▶ Description of the task
Reproduce exactly the line in which "In this exercise you will put a dot on the smoke" occurs and all the lines after it, ending with the last line.
***** Exercise data *****
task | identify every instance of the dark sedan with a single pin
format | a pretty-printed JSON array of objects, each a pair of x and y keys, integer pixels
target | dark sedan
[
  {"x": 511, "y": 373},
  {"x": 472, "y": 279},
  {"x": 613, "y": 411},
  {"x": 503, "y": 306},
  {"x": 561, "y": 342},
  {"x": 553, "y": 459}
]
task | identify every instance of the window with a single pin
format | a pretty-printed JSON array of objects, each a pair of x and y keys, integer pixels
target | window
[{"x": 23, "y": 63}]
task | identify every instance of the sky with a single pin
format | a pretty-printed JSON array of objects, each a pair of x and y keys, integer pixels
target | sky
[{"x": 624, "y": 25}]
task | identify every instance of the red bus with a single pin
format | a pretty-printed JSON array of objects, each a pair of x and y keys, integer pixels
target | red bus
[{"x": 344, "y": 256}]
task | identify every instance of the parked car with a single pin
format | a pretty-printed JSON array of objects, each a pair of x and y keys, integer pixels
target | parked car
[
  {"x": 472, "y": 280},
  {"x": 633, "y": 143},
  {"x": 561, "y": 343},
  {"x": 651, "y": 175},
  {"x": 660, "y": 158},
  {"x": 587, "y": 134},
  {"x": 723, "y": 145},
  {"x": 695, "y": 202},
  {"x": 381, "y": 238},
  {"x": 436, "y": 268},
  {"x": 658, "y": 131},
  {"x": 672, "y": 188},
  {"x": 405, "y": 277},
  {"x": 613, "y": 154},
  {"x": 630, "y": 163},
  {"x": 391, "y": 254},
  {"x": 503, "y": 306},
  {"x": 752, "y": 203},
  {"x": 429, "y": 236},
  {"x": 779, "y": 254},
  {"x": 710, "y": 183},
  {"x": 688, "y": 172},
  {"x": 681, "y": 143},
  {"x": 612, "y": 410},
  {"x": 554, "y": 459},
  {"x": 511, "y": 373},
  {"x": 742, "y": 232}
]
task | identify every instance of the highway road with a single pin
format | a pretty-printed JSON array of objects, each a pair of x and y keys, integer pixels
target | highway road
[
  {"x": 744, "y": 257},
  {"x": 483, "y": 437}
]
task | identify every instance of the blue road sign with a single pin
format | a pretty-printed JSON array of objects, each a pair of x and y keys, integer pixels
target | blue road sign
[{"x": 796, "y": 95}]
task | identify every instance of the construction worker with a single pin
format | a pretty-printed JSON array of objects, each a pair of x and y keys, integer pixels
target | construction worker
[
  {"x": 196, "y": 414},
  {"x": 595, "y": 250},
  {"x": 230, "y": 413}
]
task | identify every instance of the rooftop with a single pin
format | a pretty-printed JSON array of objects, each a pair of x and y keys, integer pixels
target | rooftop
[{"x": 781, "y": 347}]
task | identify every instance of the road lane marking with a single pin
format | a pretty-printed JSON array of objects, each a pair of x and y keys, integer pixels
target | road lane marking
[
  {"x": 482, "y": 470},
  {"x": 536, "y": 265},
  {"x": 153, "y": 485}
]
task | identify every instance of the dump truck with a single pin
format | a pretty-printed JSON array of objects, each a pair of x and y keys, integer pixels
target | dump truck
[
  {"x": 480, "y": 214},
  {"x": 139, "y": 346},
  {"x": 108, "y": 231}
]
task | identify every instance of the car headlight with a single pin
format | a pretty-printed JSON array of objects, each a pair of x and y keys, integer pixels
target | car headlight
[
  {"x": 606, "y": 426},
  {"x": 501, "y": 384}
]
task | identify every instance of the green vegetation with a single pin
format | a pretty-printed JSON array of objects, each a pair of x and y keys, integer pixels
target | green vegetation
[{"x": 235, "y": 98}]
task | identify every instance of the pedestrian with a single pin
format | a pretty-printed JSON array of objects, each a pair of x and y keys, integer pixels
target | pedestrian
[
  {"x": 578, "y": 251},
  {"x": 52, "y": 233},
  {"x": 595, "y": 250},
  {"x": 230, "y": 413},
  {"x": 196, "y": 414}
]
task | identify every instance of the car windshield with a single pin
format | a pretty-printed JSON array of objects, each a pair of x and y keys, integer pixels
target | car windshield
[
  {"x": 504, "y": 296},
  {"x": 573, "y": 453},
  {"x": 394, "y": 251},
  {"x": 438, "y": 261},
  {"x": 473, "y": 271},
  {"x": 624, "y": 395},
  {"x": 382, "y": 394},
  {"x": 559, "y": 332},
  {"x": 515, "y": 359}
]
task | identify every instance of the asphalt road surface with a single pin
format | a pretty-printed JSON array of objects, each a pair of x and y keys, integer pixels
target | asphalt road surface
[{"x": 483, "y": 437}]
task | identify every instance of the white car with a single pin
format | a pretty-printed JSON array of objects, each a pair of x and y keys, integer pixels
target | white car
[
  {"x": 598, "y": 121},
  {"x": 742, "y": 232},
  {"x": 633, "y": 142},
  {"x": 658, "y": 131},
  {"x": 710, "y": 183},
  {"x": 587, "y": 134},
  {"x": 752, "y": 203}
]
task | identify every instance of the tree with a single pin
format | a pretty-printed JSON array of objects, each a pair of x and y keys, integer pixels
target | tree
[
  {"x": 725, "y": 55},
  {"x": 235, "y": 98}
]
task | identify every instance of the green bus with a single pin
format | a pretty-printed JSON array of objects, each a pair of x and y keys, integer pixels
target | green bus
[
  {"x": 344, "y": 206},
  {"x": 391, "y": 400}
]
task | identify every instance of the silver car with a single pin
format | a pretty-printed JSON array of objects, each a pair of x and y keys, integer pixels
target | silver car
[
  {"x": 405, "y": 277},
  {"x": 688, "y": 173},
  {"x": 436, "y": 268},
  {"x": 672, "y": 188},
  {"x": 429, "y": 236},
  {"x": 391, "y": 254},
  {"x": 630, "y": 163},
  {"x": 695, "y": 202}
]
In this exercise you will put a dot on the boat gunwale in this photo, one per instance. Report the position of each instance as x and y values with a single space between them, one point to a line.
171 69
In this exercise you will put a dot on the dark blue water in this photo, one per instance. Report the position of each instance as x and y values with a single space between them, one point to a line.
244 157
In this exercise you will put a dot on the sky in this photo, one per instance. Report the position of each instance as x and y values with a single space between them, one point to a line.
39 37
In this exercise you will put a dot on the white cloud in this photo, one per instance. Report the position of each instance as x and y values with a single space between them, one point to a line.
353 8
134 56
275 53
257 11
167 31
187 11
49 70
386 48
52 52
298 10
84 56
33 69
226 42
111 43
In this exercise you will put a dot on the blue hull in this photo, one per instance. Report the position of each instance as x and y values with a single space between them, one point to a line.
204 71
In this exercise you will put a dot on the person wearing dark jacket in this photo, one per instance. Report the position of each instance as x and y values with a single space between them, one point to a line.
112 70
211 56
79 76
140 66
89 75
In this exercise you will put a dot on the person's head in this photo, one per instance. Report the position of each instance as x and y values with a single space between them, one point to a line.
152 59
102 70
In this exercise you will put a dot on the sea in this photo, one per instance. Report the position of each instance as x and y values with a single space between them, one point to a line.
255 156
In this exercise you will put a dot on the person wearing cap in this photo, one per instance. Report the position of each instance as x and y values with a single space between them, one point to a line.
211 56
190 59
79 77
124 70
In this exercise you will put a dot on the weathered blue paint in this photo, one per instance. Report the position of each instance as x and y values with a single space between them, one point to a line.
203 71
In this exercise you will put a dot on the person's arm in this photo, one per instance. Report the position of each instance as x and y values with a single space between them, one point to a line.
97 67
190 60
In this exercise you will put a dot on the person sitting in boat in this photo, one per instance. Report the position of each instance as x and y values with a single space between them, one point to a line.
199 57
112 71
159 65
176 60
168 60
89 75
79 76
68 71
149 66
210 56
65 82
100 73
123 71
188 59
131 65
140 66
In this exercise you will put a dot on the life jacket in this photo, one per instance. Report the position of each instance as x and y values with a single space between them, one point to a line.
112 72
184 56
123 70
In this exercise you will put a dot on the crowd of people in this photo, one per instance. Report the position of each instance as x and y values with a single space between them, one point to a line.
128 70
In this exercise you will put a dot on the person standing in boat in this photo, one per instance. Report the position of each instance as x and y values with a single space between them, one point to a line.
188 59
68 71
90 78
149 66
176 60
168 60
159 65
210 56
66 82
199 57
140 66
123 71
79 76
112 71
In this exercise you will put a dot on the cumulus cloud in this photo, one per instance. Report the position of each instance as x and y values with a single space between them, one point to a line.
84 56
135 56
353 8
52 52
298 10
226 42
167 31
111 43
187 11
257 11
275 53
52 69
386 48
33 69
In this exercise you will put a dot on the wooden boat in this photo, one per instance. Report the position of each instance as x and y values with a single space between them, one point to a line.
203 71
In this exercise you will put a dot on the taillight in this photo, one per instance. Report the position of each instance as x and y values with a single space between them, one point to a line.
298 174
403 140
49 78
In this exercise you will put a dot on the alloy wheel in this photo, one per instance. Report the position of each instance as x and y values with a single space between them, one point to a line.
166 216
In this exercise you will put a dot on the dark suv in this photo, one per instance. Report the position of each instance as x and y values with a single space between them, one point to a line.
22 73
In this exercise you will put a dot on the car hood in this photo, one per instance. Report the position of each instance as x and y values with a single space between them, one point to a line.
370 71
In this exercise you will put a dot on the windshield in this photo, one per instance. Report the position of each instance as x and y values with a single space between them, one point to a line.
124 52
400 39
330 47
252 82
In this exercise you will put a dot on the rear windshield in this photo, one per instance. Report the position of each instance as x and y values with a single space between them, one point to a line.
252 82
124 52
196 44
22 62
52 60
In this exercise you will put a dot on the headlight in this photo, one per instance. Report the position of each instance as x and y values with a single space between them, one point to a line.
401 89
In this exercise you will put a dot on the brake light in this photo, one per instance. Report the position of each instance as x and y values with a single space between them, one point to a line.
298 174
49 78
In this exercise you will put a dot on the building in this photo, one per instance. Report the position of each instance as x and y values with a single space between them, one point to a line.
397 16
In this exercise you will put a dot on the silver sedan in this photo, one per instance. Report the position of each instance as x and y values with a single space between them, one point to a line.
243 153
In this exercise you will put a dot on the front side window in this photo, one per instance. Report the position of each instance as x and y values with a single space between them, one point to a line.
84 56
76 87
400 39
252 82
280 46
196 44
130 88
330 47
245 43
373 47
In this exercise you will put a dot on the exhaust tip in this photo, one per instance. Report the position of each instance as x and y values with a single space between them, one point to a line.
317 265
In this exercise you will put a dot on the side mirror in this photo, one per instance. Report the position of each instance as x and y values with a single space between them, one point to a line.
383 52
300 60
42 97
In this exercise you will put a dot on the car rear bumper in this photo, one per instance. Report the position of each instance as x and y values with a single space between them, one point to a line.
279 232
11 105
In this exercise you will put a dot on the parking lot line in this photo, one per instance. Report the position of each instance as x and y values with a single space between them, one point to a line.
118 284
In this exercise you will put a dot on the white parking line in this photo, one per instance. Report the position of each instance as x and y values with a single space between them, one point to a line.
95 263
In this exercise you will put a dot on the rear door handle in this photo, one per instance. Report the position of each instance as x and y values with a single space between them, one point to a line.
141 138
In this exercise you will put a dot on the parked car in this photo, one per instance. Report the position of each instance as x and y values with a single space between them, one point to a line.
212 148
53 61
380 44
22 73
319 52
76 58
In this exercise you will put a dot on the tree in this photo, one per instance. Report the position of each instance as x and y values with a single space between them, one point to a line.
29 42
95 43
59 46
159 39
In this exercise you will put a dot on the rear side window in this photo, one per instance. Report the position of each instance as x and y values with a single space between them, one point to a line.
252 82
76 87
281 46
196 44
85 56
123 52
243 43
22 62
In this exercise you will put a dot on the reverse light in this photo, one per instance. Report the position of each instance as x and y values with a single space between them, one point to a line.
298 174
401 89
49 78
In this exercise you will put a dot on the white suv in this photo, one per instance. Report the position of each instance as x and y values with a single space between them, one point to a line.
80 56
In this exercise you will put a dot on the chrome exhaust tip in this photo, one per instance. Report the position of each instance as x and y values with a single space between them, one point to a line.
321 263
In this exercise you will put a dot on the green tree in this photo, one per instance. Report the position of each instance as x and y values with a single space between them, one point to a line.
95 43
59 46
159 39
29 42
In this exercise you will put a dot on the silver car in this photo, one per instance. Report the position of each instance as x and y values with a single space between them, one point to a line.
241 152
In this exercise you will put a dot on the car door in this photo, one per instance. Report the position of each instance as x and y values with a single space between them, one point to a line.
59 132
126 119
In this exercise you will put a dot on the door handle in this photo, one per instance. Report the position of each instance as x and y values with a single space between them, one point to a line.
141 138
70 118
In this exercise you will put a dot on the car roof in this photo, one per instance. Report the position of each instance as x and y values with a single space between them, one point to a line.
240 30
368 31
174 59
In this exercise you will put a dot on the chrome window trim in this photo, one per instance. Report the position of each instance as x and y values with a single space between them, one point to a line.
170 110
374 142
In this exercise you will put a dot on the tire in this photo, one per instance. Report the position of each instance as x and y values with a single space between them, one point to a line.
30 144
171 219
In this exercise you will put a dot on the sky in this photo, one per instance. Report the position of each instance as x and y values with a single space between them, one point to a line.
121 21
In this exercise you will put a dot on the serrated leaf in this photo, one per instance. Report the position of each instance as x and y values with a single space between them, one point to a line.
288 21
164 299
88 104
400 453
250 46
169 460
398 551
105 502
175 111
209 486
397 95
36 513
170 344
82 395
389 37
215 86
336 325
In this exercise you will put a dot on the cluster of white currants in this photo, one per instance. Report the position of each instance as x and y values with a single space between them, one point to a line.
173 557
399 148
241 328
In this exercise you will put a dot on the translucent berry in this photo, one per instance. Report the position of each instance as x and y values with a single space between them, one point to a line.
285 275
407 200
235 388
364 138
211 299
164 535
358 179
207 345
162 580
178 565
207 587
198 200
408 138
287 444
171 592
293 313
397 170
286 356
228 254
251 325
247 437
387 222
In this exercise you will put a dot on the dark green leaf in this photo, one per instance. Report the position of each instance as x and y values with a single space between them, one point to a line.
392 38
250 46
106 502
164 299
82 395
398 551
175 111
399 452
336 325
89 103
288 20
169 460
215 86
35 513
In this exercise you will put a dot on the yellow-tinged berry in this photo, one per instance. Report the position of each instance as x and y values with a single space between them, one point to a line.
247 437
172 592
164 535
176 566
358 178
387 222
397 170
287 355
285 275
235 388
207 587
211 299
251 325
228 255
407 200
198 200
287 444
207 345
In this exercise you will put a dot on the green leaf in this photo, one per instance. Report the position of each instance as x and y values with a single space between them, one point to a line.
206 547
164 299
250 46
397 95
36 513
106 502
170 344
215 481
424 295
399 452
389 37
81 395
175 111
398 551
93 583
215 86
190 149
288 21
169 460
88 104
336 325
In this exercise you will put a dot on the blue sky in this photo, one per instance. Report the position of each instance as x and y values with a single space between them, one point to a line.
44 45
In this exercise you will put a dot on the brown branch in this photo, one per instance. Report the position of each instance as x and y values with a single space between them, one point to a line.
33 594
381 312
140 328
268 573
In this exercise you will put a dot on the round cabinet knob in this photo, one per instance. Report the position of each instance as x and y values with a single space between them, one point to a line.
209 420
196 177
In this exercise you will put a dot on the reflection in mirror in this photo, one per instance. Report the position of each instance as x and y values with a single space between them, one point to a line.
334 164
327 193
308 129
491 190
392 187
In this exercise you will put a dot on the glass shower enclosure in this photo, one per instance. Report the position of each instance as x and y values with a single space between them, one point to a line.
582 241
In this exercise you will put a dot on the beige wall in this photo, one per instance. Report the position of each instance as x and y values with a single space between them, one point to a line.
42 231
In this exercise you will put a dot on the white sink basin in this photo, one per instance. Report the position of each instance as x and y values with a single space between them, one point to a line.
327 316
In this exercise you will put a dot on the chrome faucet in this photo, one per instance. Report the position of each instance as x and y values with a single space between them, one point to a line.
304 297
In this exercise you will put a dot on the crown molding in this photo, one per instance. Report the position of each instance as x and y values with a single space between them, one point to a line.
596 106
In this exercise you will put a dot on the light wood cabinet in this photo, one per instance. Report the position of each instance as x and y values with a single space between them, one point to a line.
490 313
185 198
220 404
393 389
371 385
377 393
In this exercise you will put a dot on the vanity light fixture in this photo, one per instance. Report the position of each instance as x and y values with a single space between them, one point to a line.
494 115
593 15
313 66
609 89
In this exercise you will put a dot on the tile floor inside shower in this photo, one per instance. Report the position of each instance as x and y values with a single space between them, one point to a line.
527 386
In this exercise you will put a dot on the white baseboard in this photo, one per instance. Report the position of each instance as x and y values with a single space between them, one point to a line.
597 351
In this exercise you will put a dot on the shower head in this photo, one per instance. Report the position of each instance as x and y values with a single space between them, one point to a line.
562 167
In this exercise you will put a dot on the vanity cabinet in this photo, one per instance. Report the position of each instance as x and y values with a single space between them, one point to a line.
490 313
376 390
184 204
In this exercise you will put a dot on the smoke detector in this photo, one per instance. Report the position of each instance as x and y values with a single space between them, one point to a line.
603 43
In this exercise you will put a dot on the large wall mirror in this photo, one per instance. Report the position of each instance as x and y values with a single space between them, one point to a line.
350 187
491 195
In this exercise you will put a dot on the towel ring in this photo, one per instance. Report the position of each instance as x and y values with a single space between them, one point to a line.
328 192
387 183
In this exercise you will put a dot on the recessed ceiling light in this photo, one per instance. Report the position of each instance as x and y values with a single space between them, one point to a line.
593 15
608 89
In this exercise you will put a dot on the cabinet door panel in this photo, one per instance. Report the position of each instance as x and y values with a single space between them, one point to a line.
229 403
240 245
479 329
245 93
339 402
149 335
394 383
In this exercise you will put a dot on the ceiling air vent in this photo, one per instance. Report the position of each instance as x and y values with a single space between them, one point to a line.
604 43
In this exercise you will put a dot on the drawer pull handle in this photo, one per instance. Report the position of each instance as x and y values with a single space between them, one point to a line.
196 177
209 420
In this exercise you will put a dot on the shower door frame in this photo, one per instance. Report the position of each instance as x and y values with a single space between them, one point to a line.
*****
▶ Response for this exercise
In this exercise you will put a dot on the smoke detector in this photo, one per instance. Report the position of each instance as x and y values with a single space between them, one point to a line.
603 43
In this exercise you will put a dot on the large wall mirror in this photo, one per instance. Report the position of each instance as x and y values with a single space between them, one point to a line.
350 187
491 195
In this exercise you will put a dot on the towel ring in this photo, one per instance. Report the position of each instance as x and y values with a single space between them, one point to a line.
328 192
387 183
In this exercise you will put a dot on the recessed ceiling light in this photo, one per instance. Report the position of each instance as x and y values with a single space between them, one point to a line.
593 15
608 89
In this exercise you will put a dot on the cabinet door panel in this photo, one per instance. Report the position of each instance as x and y values with a single space between them, one point to a line.
229 403
240 245
479 329
245 93
339 402
149 335
394 383
In this exercise you will put a dot on the ceiling air vent in this photo, one per instance. Report the position of each instance as x and y values with a single space between them, one point to a line.
604 43
In this exercise you will put a dot on the drawer pull handle in this photo, one per instance. Report the position of each instance as x and y values with a single space between them, one point to a line.
196 177
209 420
In this exercise you will put a dot on the shower door frame in this photo, one per instance. Report the position of each instance as x and y values with a single space between them, one point to a line.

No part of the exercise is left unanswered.